● 原文抜粋
►

6年ぶりの途中下車シリーズ作品公開にあたって

なんで作ったの

 2020年3月14日、東日本大震災以来一部区間で不通が続いていた常磐線が、ついに全線再開を果たしました。震災当時仙台に住んでいた私にとっても、この全線再開は非常に感慨深いことでした。
 しかし、世界中を混乱させているかのウイルスのせいで、全線再開に伴う一連の式典も中止されることが事前に発表されていました。ウイルスに関する暗い話題ばかりが目立ち、それに影響されてか自分のメンタルの状態が悪くなる一方であったため、私は思い切って、全線再開翌日の3月15日から、1泊2日で常磐線を乗り通す旅に出かけました。再開日の14日の雨模様とは打って変わって青空だった2日間。いわきでは、アクアマリンふくしまや石炭化石館といった観光地を巡った後、友人と会って飲み、夜は湯本の温泉宿に泊まるという行程で、大変良い気分転換になりました。
 ただその後、ウイルスを取り巻く状況はさらに悪化。大規模イベントは次々と中止となり、外出の自粛が叫ばれる昨今。せっかく回復した私自身の気持ちもまた落ち込むこととなりました。しかも、もう気分転換で出かけるということすらできない状況です。

 そんなときに、ふと、これを作ろうと思い立ちました。

 じっと家にこもっているだけの退屈な時間を、何か有意義に使いたい。
 本当はもっと盛大に祝われるはずだった常磐線の再開を、私も祝いたい。
 放送の音声を曲に乗せていき、出来上がったトラックに動画を付けていき、少しずつ作品が形になっていくのを見ていると、ワクワクした気持ちが湧いてきました。

◄

● データセットの抜粋
►

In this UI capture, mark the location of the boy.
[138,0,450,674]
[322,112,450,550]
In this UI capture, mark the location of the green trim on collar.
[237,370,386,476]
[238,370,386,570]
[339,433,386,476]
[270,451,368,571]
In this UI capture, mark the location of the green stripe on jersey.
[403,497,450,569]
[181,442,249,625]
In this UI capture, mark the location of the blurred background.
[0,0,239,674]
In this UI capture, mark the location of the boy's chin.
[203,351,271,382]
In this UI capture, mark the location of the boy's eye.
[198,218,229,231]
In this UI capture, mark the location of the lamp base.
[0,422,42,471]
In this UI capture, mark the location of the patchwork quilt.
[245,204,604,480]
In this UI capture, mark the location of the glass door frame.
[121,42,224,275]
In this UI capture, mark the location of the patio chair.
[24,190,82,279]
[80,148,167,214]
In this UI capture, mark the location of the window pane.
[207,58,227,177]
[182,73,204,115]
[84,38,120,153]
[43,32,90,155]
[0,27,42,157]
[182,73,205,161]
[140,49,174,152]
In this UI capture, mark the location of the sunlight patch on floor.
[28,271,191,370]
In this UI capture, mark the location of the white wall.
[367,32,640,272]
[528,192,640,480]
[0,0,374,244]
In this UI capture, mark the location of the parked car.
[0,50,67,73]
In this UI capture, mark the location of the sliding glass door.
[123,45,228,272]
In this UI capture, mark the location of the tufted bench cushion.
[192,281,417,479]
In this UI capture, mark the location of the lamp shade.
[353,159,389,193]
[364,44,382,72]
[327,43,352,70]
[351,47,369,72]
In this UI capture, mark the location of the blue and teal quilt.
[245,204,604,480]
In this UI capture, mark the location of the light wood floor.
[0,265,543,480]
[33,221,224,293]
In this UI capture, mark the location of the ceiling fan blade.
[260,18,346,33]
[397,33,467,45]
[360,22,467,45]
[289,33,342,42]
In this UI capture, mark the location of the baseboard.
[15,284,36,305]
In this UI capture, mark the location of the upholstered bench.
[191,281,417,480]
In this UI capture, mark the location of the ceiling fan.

◄

● 問題 A
原文抜粋にあるいわきでの行程を、すべて書き出してください。
● 問題 B
原文抜粋をもとに、次の問いに答えてください。
(i) 常磐線が全線再開したのは何年何月何日ですか。
(ii) 震災当時、筆者はどこに住んでいましたか。
(iii) 常磐線を乗り通す旅は何泊何日でしたか。
● 問題 C
原文抜粋の「6年ぶりの途中下車シリーズ作品公開にあたって」から「そんなときに、ふと、これを作ろうと思い立ちました。」までを、一字も変えずに書き写してください。
データの行はどれも参照しなくてかまいません。

● 解答 A
アクアマリンふくしまを巡る
石炭化石館を巡る
友人と会って飲む
夜は湯本の温泉宿に泊まる

● 解答 B
(i) 2020年3月14日
(ii) 仙台
(iii) 1泊2日

● 解答 C
6年ぶりの途中下車シリーズ作品公開にあたって

なんで作ったの

 2020年3月14日、東日本大震災以来一部区間で不通が続いていた常磐線が、ついに全線再開を果たしました。震災当時仙台に住んでいた私にとっても、この全線再開は非常に感慨深いことでした。
 しかし、世界中を混乱させているかのウイルスのせいで、全線再開に伴う一連の式典も中止されることが事前に発表されていました。ウイルスに関する暗い話題ばかりが目立ち、それに影響されてか自分のメンタルの状態が悪くなる一方であったため、私は思い切って、全線再開翌日の3月15日から、1泊2日で常磐線を乗り通す旅に出かけました。再開日の14日の雨模様とは打って変わって青空だった2日間。いわきでは、アクアマリンふくしまや石炭化石館といった観光地を巡った後、友人と会って飲み、夜は湯本の温泉宿に泊まるという行程で、大変良い気分転換になりました。
 ただその後、ウイルスを取り巻く状況はさらに悪化。大規模イベントは次々と中止となり、外出の自粛が叫ばれる昨今。せっかく回復した私自身の気持ちもまた落ち込むこととなりました。しかも、もう気分転換で出かけるということすらできない状況です。

 そんなときに、ふと、これを作ろうと思い立ちました。